• Text passage:
● ● ●

SCOTT HOLLERAN

Recent Republican health care proposals to expand medical savings accounts to every American and grant immediate, full tax deductibility of health insurance premiums to individuals are a step in the right direction.

They imply, properly, that the solution to the HMO backlash lies in patient power. The true horror of HMOs lies in their origins. HMOs were designed by Democrats and Republicans to eliminate individual health insurance.

The proliferation of HMOs has practically eliminated individual health care. The individual was first discouraged from buying insurance in 1942 when employee health premiums were made tax-deductible to employers. Congress created Medicare in 1965, pushing seniors into health care through government and making individual insurance for those over 65 obsolete. Subsidized, unrestricted health care for seniors led to an unprecedented frenzy of spending by patients and doctors.

Costs went up, introducing an economic obstacle to individual health insurance. As costs rose, those on the New Left, including then-freshman Sen. Ted Kennedy, argued that government ought to pay for everyone's health care and promoted the idea of a health maintenance organization, a term coined by a left-wing college professor. President Nixon, who had already embraced wage and price controls, was eager to appease the left and proposed the HMO Act, which Congress passed in 1973.

● ● ●

• Work task 1: In the passage on HMOs, in what year did Congress pass the HMO Act?
• Work task 2: Pick up the passage on HMOs after its final sentence and continue it.

• Given information:
● ● ●

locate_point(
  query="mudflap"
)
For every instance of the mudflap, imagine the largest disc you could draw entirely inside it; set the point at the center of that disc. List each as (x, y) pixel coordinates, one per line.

● ● ●

• Answer area 1: 1973

• Answer area 2:
The law created new, supposedly cheaper health coverage with millions of dollars in grants and subsidies to HMOs, which until then constituted a small portion of the market. Kaiser Permanente was the only major HMO in the country by 1969 and most of its members were compelled to join through unions. Combined with Medicare, the HMO Act eventually eliminated the market for affordable individual health insurance.

The new government-created managed care plans mushroomed with the federal subsidies. Employers perceived managed care as less expensive than individual insurance policies and stopped offering a choice of plans, making insurance even more expensive for the individual. HMOs' domination of the health care industry had effectively been subsidized into existence.

Nixon's HMO Act was passed 25 years ago. Since then, the individual has become a prisoner of the tax code. Covered by an employer and herded into an annual process called "open enrollment" in which the employee has no choice among health plans, the individual patient is lost in today's health care economy.

Under managed care, if the patient gets sick, he or she may wander the maze of managed bureaucracy, be treated, or languish in pain awaiting treatment. The patient may also be refused treatment and die.